## Questões de leitura:
**a)** De acordo com o excerto, com quanto tempo de antecedência os decisores políticos tiveram conhecimento da greve?
**b)** Enumere tudo o que, segundo o excerto, comprova que o resultado das opções políticas do exercício político de turno é inconsistente.

## Excerto:
/---
Primeiro porque as soluções das ideologias como sempre foram entendidas, em boa parte, já não conseguem responder às necessidades das pessoas e das comunidades, às realidades das sociedades modernas e aos novos desafios, num desesperante desfasamento gerador de inúmeras oportunidades para os populismos, os extremismos e outras formas desestruturadas de posicionamento social, económico e político.
Segundo porque o resultado das opções políticas do exercício político de turno é inconsistente como o comprovam o estado dos serviços públicos, o estado do universo do Serviço Nacional de Saúde ou a incapacidade para antecipar os impactos de ações particulares como aconteceu recentemente com mais de uma dezena de mortes aquando das falhas da emergência médica, quando os decisores políticos tiveram conhecimento da greve com cerca de 20 dias de antecedência.
\---
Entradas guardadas
/---
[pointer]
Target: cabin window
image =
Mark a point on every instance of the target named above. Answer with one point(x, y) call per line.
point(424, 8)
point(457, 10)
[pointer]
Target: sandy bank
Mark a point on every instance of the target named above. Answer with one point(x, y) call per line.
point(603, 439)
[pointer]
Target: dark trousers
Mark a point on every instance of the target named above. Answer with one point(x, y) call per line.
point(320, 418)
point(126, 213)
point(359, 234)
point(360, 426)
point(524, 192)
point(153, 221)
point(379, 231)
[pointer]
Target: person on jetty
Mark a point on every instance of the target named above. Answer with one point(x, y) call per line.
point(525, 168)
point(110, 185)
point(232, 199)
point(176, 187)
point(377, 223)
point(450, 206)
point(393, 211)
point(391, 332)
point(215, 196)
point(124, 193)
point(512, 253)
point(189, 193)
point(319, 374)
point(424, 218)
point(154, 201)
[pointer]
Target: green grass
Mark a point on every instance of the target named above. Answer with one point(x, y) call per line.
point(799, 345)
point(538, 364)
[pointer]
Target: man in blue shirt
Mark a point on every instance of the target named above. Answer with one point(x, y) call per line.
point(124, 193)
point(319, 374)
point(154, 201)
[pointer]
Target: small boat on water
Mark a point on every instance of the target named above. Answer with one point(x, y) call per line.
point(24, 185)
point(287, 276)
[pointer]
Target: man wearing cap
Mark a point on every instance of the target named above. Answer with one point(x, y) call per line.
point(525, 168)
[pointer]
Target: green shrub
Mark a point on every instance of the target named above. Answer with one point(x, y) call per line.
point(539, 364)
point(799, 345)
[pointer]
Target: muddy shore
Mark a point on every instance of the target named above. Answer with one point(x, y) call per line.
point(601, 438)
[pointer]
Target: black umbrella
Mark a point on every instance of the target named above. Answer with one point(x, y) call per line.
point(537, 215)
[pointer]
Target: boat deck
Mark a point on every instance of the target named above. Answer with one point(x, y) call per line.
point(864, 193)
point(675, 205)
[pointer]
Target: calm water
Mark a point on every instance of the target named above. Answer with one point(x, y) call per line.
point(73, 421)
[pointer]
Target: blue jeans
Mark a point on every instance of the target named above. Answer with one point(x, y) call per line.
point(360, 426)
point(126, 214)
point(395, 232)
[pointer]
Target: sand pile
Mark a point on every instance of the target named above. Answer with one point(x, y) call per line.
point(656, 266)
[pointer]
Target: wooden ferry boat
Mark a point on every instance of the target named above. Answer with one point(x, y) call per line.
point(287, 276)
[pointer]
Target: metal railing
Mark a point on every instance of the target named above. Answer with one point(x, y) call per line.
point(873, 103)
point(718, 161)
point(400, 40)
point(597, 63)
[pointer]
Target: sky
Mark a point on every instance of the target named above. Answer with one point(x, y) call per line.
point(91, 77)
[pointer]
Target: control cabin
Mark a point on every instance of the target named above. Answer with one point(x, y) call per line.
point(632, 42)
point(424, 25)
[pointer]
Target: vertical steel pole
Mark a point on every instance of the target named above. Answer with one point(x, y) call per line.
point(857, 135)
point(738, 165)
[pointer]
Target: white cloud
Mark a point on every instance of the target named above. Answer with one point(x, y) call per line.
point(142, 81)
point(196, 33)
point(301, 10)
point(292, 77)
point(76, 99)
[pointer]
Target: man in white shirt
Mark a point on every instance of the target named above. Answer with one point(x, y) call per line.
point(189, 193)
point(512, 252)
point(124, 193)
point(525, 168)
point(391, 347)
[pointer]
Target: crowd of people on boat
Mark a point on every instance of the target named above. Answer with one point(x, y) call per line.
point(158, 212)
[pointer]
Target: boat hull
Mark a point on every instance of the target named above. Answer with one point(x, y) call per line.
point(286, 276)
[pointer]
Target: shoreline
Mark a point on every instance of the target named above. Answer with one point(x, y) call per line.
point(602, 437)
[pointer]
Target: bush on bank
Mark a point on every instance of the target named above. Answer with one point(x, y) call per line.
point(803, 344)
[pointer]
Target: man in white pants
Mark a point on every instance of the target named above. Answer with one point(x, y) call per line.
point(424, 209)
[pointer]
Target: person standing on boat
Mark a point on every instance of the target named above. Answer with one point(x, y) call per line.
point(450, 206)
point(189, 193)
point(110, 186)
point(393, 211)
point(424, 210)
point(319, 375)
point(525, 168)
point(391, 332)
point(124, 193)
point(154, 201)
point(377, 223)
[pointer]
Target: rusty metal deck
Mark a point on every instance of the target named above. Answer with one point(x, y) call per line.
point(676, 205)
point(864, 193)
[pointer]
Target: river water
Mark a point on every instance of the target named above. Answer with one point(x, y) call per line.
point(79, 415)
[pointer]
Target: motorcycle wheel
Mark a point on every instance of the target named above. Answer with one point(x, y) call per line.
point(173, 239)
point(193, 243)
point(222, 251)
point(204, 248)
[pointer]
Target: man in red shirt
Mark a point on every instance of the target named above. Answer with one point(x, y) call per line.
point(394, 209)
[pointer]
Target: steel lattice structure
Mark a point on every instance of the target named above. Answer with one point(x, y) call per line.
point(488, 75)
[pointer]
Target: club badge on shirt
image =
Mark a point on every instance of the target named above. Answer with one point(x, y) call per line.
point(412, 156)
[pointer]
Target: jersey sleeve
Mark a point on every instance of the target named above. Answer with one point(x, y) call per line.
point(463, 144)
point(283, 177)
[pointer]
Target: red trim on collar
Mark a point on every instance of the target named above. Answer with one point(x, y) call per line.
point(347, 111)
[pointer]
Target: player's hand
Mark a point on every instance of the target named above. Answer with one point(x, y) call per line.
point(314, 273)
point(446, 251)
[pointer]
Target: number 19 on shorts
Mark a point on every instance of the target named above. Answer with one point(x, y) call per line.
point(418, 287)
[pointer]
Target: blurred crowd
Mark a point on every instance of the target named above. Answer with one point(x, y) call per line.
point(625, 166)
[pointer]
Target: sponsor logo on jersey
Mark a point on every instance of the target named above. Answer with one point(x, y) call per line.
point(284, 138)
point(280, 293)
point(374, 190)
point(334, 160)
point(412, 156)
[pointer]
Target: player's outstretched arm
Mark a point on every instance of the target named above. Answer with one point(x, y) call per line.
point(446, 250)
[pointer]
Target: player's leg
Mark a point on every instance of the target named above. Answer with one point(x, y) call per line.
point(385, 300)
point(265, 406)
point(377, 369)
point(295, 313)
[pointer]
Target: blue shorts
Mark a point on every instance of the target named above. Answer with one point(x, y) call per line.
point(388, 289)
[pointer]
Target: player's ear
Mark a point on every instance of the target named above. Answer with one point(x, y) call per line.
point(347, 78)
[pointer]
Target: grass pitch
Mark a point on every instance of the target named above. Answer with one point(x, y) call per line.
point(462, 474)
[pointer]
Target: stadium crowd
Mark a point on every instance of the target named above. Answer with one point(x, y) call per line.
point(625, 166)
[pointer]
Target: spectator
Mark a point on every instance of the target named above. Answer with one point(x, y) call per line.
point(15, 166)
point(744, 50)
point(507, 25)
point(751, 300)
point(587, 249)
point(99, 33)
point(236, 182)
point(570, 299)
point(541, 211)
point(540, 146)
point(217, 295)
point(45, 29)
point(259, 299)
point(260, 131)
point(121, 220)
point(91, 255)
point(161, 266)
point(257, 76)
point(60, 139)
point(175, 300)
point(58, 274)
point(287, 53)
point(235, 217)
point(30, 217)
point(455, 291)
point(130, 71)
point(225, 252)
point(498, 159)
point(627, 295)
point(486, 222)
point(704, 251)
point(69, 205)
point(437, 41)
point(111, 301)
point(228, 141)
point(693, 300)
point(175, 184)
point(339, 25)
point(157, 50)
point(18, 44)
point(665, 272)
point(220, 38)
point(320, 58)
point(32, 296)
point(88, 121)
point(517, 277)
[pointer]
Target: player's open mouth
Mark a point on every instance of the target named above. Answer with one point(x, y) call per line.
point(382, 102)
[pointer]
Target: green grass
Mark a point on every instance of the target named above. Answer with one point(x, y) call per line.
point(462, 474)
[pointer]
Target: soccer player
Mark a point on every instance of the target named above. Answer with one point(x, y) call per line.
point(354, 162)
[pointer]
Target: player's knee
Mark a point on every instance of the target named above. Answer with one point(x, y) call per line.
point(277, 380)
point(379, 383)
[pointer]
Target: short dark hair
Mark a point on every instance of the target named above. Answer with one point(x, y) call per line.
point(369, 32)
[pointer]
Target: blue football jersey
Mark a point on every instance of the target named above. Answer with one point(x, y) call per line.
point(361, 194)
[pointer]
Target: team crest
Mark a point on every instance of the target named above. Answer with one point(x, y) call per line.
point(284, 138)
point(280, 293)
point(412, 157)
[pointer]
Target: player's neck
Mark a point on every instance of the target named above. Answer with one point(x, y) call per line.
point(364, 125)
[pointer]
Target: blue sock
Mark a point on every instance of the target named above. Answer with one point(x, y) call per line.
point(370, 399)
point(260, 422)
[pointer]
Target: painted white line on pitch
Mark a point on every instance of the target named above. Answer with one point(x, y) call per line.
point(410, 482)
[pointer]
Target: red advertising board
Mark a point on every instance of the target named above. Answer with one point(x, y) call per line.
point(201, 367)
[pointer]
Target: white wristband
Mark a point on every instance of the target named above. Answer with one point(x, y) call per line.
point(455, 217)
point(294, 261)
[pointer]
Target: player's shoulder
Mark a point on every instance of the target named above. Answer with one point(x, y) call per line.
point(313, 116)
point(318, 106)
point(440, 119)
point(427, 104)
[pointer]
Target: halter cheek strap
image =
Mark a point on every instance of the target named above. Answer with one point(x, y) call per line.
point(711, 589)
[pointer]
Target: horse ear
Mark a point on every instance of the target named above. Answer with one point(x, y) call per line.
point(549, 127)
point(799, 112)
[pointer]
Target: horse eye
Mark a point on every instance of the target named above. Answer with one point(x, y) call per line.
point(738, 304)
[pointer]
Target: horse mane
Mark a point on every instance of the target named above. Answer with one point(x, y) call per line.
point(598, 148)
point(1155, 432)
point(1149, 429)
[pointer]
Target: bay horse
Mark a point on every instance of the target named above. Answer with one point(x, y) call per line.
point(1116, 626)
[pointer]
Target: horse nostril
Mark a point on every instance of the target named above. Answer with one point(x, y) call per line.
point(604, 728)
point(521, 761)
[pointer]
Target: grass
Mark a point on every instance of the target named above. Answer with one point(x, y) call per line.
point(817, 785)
\---
## Respostas às questões:
**a)** Com cerca de 20 dias de antecedência.

**b)**
- O estado dos serviços públicos
- O estado do universo do Serviço Nacional de Saúde
- A incapacidade para antecipar os impactos de ações particulares